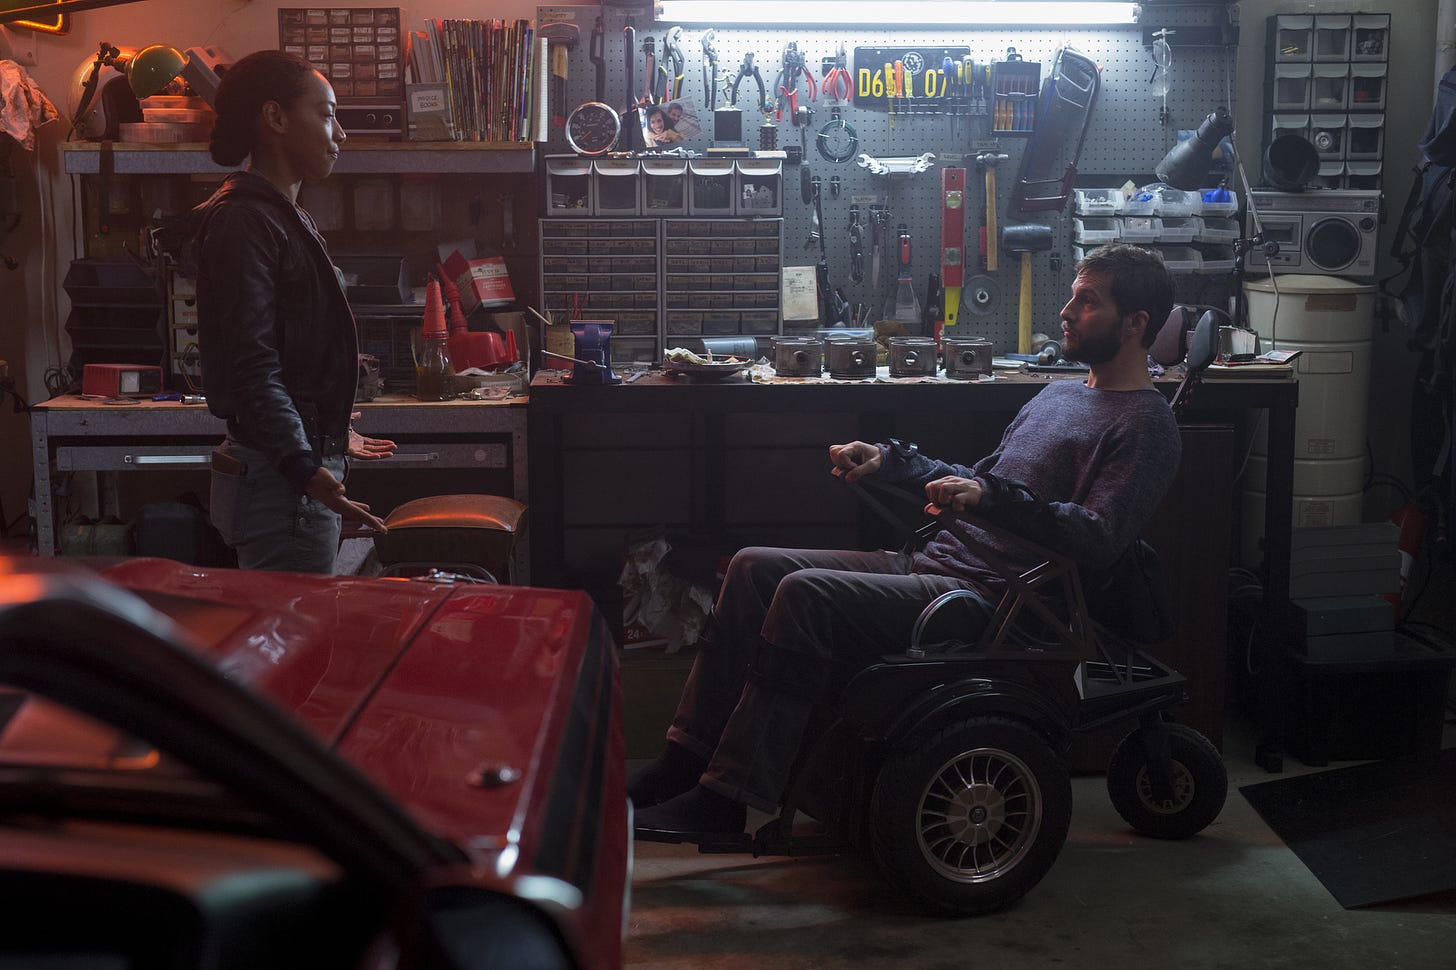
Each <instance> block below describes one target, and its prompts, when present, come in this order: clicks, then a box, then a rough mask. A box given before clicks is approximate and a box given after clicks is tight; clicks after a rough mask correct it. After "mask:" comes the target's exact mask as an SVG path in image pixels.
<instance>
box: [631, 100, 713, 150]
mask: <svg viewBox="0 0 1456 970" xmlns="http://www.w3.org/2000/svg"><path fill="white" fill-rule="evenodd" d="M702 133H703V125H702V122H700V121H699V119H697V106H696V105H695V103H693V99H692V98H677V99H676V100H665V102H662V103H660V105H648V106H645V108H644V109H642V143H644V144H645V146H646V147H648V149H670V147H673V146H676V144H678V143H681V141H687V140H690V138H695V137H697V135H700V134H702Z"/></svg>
+-------+
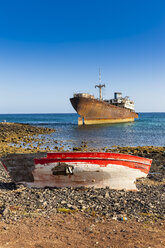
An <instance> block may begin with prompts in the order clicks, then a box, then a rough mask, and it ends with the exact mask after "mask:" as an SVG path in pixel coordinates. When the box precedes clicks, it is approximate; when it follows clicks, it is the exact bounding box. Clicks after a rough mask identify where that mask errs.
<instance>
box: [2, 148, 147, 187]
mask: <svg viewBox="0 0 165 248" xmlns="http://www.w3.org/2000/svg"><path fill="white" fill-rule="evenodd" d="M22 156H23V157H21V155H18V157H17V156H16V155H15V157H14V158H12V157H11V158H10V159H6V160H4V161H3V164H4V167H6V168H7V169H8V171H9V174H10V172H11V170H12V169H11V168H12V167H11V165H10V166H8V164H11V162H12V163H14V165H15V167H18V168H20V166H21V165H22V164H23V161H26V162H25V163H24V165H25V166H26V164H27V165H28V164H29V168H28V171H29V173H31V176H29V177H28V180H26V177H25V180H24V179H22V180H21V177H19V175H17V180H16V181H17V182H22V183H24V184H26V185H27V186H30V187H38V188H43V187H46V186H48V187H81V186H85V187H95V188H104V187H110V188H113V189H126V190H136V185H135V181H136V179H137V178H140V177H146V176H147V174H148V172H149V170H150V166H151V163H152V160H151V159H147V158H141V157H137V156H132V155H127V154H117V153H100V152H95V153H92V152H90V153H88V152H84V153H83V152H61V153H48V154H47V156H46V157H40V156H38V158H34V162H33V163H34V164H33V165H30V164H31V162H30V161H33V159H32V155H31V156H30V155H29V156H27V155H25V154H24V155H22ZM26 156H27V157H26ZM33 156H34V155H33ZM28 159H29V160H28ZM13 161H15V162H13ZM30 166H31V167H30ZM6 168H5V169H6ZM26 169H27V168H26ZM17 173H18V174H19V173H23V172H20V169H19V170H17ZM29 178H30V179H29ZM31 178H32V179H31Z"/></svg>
+-------+
- To do
Turn the part of the records that opens with the line containing "Each <instance> block" and closes with the line containing "box: [631, 100, 713, 150]" into a numbered list, leaving out blank lines.

- Answer section
1. Each <instance> block below describes one target, and its prompts, when present, come in this order: clicks, then a box, then a rough mask. A box given before clicks is approximate and a box given after clicks is tight; clicks after a rough mask correct it. After "mask:" comes the target's exact mask as an SVG path in image pixels.
2. <instance>
3. box: [631, 100, 713, 150]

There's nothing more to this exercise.